Articolo aggiornato il 5 Agosto 2008
E chi l’ha detto che un farmaco se utilizzato non per una specifica malattia ma semmai per un problema estetico sia meno pericoloso di un altro, magari perché la molecola è data da un estratto naturale, magari perché lo si assume per altra via da quella che siamo abituati a considerare. Invece, un farmaco, per qualsiasi azione venga prescritto, esercita, una volta nell’organismo, tutta una serie di reazioni biochimiche, spesso molto complesse, che hanno come conseguenza la risoluzione del problema che intendiamo contrastare con quel dato principio attivo; ne deriva, che qualsiasi farmaco, per qualsiasi motivo assunto può dare effetti collaterali, a volte leggeri che spariscono con la sospensione della somministrazione o nella scelta di un dosaggio diverso, in altri casi, molto più gravi, che si risolvono quasi sempre, con l’intervento medico immediato, raramente con la morte.
Dunque, premesso ciò, risulta facile capire che anche nei trattamenti di chirurgia estetica occorre che il paziente venga informato dal medico che prescrive una terapia degli eventuali effetti collaterali cui può andare incontro con la stessa, così come il medico dovrà essere attentamente informato dal paziente, anche ai fini di un’accurata anamnesi, delle eventuali terapie che l’assistito segue indipendentemente dalle nuove terapie che gli vengono praticate. Nessuna remora di nessuna natura a palesare al medico eventuali sostanze farmacologiche che riteniamo banali, se tali davvero fossero, dovrà essere il medico a stabilirlo.
Ma c’è di più, se tali regole valgono per la medicina tradizionale, quella che generalmente si accompagna alla cura di determinate patologie o alla loro prevenzione, diventa da oggi obbligatorio per la medicina estetica, con obbligo perentorio da parte del medico di informare, a chiare lettere, il paziente sugli effetti che l’utilizzo della sostanza farmaceutica da lui prescritta possa riverberare in lui, dunque, non più solamente il nome commerciale del prodotto prescritto ma tutti i suoi effetti, compresi se non in particolar modo, quelli avversi, per lo meno quelli conosciuti dalla letteratura scientifica.
A ribadirlo la Corte di Cassazione che con Sentenza n. 32423 del 1 agosto 2008 ha sottolineato con forza tale concetto rimarcando che in tema di medicina estetica il farmaco fa parte di quei “trattamenti non necessari se non superflui”.
Di più, la Suprema Corte rileva nella sentenza che: “il consenso informato non può ovviamente esaurirsi nella comunicazione del nome del prodotto che verrà somministrato o di generiche informazioni ma deve investire – soprattutto nel caso di trattamenti che non sono diretti a contrastare una patologia ma a finalità esclusivamente estetiche che si esauriscono dunque in trattamenti non necessari se non superflui – gli eventuali effetti negativi della somministrazione in modo che sia consentito al paziente di valutare congruamente il rapporto costi-benefici del trattamento e di mettere comunque in conto l’esistenza e la gravità delle conseguenze ipotizzabili”.
Un disposto tutt’altro che trascurabile che disciplina un campo, quello della medicina estetica, lasciato, forse, tropo spesso privo di più necessari controlli.

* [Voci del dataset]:
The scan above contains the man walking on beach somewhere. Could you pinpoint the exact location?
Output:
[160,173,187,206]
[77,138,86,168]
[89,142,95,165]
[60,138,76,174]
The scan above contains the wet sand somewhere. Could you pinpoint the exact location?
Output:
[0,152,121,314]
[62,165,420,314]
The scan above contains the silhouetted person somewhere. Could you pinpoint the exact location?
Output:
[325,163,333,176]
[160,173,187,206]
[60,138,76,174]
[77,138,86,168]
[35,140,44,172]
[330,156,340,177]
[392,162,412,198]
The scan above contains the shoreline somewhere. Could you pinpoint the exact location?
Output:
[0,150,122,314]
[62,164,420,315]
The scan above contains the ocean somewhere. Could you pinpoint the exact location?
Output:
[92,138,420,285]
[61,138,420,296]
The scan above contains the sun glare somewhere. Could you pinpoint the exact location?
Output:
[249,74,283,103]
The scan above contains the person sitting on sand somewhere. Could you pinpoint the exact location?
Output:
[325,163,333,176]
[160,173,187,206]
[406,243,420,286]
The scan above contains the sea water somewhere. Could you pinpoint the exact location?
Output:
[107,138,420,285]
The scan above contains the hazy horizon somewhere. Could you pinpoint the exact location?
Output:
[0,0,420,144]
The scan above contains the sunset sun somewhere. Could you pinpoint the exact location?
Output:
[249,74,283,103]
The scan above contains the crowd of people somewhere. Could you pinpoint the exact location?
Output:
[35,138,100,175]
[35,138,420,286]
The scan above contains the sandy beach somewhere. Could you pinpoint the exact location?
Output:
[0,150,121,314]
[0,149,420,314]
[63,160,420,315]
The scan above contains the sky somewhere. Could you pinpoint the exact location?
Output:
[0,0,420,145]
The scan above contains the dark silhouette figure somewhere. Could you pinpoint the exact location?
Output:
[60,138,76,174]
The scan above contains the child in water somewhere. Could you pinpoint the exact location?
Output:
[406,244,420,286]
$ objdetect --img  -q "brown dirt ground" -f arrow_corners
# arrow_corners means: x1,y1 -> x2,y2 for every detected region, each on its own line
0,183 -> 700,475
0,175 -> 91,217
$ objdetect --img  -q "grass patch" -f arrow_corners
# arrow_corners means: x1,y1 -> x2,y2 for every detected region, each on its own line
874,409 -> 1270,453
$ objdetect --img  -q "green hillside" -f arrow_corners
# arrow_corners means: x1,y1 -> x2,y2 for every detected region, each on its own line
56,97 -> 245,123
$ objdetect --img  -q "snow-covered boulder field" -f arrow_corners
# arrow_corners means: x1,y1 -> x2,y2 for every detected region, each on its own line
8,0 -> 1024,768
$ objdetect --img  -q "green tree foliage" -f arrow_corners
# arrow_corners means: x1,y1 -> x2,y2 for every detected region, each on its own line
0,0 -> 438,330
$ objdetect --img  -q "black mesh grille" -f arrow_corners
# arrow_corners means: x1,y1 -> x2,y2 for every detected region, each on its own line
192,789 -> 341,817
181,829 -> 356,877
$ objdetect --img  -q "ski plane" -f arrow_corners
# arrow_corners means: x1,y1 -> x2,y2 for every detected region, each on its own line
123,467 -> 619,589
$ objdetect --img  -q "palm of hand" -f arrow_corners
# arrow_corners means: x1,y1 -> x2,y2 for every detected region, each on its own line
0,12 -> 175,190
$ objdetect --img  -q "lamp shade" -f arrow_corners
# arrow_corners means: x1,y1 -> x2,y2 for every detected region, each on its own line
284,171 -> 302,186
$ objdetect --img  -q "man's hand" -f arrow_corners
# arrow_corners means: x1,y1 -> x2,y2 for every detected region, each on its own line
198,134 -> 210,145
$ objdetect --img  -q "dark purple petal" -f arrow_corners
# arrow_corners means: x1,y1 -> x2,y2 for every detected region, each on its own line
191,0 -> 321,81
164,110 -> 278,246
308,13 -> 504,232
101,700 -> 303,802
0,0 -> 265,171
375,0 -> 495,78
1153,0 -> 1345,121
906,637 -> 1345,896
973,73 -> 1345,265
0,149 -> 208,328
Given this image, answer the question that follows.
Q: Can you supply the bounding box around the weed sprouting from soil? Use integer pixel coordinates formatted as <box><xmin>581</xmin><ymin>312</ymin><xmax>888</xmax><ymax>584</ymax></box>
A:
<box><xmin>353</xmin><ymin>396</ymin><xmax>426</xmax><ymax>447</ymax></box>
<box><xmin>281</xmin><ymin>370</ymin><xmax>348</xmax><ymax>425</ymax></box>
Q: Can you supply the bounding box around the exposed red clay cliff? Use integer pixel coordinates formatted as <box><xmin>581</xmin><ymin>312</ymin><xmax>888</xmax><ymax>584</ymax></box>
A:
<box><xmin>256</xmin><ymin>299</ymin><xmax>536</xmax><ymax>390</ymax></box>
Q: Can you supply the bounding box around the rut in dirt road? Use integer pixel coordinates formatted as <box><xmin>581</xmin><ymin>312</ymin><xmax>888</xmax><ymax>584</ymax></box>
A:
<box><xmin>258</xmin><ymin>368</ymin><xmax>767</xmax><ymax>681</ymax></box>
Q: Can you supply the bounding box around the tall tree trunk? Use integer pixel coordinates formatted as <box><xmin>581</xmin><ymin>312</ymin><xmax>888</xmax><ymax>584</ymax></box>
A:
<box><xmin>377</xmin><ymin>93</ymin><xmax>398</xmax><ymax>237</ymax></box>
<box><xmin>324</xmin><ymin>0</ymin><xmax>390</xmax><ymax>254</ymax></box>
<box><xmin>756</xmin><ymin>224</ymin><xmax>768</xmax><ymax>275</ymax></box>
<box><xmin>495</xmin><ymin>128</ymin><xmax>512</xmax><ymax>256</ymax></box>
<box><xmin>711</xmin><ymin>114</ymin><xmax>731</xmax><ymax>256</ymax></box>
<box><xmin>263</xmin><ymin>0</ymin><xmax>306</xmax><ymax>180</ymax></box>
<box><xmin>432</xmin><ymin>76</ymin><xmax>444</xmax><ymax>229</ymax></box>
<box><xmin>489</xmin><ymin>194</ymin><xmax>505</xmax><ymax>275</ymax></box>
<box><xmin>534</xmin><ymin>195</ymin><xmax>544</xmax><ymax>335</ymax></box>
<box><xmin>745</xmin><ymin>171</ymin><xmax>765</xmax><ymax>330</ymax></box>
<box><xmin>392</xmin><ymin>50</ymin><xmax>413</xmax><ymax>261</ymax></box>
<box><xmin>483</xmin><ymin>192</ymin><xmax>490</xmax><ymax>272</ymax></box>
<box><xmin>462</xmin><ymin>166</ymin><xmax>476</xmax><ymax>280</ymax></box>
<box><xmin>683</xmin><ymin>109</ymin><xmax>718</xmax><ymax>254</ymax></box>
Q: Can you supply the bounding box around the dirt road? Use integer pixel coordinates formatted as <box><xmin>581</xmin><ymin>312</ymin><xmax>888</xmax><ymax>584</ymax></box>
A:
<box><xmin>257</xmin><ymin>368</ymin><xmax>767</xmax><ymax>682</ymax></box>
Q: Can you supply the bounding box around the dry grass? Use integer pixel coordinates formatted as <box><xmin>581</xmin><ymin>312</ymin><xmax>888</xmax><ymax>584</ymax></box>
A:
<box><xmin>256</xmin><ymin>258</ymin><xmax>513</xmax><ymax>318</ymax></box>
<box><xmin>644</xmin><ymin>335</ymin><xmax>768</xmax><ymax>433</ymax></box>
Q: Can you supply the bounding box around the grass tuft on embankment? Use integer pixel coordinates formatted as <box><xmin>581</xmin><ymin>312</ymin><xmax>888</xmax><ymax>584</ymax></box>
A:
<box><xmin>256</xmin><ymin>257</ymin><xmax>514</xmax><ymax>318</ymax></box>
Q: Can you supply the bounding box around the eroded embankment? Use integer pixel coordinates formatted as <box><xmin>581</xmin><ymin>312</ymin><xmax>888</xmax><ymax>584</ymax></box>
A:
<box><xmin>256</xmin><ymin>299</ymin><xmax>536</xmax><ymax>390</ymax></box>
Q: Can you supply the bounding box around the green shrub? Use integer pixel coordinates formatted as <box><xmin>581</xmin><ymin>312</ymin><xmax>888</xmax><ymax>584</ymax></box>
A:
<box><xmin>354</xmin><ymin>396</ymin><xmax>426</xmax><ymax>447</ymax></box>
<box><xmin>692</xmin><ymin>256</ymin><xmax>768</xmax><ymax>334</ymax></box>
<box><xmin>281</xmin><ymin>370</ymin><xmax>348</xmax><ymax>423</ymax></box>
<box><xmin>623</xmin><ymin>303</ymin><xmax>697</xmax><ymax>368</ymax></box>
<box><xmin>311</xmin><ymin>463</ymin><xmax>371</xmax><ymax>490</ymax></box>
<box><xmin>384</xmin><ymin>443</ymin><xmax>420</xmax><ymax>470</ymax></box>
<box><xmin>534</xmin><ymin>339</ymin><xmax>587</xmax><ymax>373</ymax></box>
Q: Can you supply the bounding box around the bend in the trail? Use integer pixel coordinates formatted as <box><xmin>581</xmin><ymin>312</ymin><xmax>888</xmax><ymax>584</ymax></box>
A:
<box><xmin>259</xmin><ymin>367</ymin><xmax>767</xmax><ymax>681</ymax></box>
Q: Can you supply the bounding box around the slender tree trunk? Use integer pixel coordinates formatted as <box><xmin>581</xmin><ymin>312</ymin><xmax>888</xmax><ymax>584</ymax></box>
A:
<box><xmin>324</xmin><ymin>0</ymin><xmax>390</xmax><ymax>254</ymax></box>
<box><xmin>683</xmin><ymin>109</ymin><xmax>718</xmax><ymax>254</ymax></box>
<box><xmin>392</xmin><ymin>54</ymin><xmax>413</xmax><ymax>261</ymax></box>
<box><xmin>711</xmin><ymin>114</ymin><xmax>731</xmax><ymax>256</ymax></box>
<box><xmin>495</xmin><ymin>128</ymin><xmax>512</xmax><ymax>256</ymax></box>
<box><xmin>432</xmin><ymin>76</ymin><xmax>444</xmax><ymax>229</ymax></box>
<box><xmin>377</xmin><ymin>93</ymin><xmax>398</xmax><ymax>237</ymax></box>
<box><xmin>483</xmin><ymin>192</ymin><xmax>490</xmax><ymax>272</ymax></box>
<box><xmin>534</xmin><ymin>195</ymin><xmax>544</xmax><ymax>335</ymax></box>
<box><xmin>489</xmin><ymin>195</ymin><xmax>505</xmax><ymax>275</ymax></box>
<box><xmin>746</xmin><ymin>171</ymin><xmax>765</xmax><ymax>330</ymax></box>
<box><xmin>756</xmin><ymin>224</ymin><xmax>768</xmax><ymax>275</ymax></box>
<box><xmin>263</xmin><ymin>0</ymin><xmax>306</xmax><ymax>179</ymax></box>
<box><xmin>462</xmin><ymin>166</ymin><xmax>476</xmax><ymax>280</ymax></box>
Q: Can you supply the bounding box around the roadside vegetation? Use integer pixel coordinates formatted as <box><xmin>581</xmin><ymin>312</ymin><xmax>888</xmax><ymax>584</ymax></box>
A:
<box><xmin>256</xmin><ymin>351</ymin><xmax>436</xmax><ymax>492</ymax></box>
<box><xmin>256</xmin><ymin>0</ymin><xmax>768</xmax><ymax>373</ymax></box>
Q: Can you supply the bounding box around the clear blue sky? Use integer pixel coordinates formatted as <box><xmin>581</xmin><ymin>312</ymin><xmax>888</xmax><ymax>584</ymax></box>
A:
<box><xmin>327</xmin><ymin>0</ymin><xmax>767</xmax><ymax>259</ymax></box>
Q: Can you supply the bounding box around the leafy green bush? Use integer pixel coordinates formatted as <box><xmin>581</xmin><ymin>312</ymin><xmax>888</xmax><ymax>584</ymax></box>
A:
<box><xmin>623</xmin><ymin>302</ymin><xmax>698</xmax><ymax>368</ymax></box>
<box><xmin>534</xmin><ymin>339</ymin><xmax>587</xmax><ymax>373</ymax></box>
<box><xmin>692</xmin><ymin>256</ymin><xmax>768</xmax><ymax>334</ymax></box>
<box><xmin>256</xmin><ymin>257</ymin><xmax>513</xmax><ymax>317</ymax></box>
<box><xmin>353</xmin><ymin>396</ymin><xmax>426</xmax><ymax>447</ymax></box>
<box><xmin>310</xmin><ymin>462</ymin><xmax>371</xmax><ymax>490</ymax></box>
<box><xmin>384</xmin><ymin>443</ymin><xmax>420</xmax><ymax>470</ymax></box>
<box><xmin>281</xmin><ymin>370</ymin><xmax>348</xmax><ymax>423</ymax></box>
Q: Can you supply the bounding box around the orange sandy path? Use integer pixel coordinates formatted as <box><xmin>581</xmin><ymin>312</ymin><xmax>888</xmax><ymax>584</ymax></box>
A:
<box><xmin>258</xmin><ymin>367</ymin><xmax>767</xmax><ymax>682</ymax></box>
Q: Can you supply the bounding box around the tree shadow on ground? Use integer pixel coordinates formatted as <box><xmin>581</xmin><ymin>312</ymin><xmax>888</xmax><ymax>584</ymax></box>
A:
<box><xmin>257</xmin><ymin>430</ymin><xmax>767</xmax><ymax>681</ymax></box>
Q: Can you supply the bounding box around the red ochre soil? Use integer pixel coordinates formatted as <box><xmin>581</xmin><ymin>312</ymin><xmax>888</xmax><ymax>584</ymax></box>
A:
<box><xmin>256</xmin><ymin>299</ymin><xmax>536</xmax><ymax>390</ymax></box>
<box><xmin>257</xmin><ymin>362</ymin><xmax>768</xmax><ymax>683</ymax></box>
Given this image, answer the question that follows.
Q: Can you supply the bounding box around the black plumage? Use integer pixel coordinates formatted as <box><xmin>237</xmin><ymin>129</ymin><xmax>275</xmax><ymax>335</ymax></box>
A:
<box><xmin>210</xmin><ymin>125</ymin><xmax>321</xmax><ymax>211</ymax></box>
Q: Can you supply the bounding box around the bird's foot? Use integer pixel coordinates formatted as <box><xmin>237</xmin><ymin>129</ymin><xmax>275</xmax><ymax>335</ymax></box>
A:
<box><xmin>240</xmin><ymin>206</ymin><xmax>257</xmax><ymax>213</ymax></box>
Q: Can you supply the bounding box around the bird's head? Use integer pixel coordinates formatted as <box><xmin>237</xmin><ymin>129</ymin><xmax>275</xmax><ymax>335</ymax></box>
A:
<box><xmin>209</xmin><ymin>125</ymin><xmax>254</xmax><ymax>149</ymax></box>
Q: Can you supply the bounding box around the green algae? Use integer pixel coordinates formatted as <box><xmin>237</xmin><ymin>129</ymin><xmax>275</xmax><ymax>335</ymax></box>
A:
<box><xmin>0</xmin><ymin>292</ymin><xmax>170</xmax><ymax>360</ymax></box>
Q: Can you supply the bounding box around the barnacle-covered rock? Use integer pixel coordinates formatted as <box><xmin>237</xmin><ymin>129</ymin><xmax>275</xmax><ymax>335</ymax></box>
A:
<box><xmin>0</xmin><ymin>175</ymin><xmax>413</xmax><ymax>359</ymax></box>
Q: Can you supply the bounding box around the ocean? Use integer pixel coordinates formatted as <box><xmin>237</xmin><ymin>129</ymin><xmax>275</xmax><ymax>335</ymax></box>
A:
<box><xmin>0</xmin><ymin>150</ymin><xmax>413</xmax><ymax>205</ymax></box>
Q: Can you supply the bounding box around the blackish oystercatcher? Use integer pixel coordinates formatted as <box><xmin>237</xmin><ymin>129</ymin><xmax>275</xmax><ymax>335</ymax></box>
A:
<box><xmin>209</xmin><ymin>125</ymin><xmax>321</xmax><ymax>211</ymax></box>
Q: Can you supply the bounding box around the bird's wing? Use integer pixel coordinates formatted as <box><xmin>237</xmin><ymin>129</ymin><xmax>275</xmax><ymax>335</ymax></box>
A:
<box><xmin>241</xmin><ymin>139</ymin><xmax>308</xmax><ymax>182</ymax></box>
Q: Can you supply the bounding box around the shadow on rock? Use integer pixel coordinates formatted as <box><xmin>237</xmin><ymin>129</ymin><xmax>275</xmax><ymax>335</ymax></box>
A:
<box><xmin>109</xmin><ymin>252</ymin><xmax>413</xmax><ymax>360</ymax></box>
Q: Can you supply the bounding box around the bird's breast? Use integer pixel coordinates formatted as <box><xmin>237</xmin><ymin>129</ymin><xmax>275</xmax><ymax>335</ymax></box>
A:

* [COSA DEVI FARE]:
Nel brano sulla medicina estetica, con quale sentenza la Corte di Cassazione ha ribadito l'obbligo del medico di informare il paziente sugli effetti del farmaco?

* [LA TUA RISPOSTA]:
Con la Sentenza n. 32423 del 1 agosto 2008.